> [Source text]:
"Fun" is a song by British alternative rock band Coldplay, featuring Swedish singer Tove Lo. It is the sixth track from their seventh studio album, A Head Full of Dreams (2015). The song was produced by the band's long-time record producer Rik Simpson along with Norwegian production duo Stargate.

Background and recording

The song was recorded by the band during sessions for their seventh studio album in 2014, at their purpose-built studios The Bakery and The Beehive in North London, England, both originally constructed for work on their three previous studio albums, 2008's Viva la Vida or Death and All His Friends, 2011's Mylo Xyloto and 2014's Ghost Stories respectively.

Composition
"Fun" has been described as an "uplifting, airy scene bolstered by the beautifully-meshed duet" with Tove Lo, who joins Chris Martin in singing, "Didn't we have fun? Don't say it's all a waste." Martin's vocals are preceded by a "distant, distorted" guitar part. The song has electronic heartbeats over some Coldplay's mid-tempo work, with a "Cure-style darkness towards the end".

Stereogums Tom Breihan called "Fun" a "divorce" song, referring to Martin's breakup with Gwyneth Paltrow, and said the song ends "with the suggestion that maybe they'll get back together someday". The song has the name title and concept as another song written by Chris Martin in 2008, which was left off Viva la Vida or Death and All His Friends and was released by Australian singer-songwriter Natalie Imbruglia.

Reception
Judah Joseph of The Huffington Post said Martin's and Tove Lo's vocals "[weaved] seamlessly", and he complimented the former for his "effortless" crooning. Referring to Martin's allusion to his separation from Paltrow, Tom Breihan of Stereogum wrote, "It’s a rare moment of acute, cutting humanity from a songwriter who tends to prefer sloppy vagaries." Furthermore, he said, "And goofy though it may be, I like that Coldplay are still pretentious enough to build an entire song from a few piano tones and a recitation of an ancient Rumi poem.

Location annotation dataset excerpts
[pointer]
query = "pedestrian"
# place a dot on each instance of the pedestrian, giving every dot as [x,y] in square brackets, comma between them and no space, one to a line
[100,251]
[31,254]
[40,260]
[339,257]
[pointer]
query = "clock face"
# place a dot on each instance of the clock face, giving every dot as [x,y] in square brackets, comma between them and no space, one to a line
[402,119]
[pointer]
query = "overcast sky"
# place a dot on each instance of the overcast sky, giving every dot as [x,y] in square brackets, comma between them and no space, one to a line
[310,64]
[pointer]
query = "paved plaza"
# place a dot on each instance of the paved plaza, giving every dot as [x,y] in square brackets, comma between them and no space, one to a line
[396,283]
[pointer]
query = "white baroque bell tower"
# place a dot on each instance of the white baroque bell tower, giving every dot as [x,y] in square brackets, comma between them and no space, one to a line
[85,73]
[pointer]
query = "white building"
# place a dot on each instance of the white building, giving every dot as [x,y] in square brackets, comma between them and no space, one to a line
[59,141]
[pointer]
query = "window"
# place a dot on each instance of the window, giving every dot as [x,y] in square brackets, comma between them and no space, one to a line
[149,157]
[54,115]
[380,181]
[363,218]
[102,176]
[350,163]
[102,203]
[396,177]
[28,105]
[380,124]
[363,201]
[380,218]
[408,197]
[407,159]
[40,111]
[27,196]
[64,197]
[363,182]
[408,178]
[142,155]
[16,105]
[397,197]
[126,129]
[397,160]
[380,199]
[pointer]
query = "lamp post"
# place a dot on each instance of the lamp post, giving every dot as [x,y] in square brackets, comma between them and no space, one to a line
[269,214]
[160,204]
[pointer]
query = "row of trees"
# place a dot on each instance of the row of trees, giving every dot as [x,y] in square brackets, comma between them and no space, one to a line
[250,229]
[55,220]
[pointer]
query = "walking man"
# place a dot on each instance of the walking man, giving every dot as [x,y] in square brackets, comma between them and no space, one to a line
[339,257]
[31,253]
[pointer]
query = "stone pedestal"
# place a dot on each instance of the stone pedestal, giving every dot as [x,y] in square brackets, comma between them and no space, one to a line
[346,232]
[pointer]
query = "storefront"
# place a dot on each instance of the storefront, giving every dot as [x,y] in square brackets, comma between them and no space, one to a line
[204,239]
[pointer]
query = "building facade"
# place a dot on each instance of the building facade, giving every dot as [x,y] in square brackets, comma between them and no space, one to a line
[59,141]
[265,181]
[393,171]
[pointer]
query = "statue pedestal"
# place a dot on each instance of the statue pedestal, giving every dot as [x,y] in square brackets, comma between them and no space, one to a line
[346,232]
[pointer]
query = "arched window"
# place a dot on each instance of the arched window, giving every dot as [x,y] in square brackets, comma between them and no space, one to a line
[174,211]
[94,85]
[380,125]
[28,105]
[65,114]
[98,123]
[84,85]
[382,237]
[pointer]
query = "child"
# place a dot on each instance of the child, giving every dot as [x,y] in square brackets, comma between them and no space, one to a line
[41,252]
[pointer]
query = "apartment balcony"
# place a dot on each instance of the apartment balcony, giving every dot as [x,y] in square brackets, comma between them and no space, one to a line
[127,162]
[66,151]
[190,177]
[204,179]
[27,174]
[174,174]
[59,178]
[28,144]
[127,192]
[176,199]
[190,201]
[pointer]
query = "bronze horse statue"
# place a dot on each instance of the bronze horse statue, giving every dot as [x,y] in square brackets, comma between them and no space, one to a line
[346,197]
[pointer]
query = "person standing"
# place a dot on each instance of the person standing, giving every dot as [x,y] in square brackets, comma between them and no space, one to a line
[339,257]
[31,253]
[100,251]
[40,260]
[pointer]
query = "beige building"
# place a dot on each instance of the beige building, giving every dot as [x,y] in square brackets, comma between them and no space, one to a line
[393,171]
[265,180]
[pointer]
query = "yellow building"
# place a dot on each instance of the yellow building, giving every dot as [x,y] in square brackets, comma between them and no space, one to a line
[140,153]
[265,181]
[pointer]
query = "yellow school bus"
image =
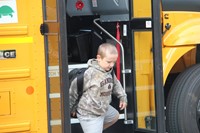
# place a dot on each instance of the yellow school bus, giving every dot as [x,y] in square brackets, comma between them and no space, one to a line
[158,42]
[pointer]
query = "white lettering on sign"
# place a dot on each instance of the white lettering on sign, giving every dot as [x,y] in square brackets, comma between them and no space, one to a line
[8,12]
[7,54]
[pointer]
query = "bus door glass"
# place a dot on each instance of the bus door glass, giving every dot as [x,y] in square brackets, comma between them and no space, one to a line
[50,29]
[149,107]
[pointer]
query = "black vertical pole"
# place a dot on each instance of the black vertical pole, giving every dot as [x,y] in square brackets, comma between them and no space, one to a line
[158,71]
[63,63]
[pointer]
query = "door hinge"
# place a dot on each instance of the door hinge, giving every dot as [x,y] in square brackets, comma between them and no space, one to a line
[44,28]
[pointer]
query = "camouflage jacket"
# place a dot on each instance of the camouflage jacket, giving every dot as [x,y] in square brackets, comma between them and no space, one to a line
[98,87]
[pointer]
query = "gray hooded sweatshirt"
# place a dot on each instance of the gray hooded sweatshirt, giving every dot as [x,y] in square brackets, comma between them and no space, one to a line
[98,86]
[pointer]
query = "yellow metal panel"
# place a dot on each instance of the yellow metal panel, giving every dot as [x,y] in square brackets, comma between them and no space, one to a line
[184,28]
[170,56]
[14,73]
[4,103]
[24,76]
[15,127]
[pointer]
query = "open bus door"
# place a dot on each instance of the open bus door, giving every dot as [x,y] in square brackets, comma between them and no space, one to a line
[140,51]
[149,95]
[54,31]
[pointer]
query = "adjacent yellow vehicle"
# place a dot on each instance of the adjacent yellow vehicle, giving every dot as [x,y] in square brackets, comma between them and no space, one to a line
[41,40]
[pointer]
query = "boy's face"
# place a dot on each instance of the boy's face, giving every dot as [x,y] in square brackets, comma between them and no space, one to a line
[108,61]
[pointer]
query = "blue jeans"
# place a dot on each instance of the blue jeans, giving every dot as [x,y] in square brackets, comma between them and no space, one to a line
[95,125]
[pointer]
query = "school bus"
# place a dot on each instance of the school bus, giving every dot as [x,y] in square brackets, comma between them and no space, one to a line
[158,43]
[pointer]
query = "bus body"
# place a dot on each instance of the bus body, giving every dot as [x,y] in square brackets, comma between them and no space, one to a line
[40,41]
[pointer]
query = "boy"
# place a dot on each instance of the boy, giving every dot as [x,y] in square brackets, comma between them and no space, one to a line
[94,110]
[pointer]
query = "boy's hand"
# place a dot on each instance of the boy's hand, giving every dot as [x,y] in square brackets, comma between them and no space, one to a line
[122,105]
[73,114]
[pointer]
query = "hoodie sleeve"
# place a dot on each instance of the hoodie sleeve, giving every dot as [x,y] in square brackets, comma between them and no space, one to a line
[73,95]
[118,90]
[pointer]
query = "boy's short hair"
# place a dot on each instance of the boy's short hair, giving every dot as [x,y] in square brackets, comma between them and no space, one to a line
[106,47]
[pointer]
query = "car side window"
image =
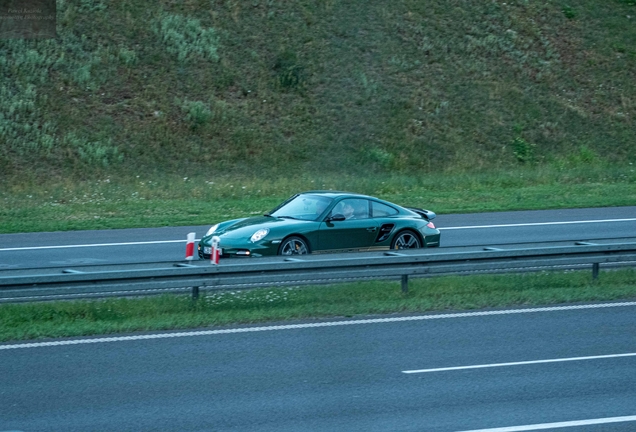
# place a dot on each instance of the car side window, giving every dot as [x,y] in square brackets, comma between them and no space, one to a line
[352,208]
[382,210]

> [Things to do]:
(a) Output the part of the article on the song "Fun" that begins at the words "Composition" and stops after the words "singer-songwriter Natalie Imbruglia.".
(b) According to the article on the song "Fun," which production duo produced the song along with Rik Simpson?
The listing is material separate from the article on the song "Fun."

> [Solutions below]:
(a)
Composition
"Fun" has been described as an "uplifting, airy scene bolstered by the beautifully-meshed duet" with Tove Lo, who joins Chris Martin in singing, "Didn't we have fun? Don't say it's all a waste." Martin's vocals are preceded by a "distant, distorted" guitar part. The song has electronic heartbeats over some Coldplay's mid-tempo work, with a "Cure-style darkness towards the end".

Stereogums Tom Breihan called "Fun" a "divorce" song, referring to Martin's breakup with Gwyneth Paltrow, and said the song ends "with the suggestion that maybe they'll get back together someday". The song has the name title and concept as another song written by Chris Martin in 2008, which was left off Viva la Vida or Death and All His Friends and was released by Australian singer-songwriter Natalie Imbruglia.

(b) The Norwegian production duo Stargate.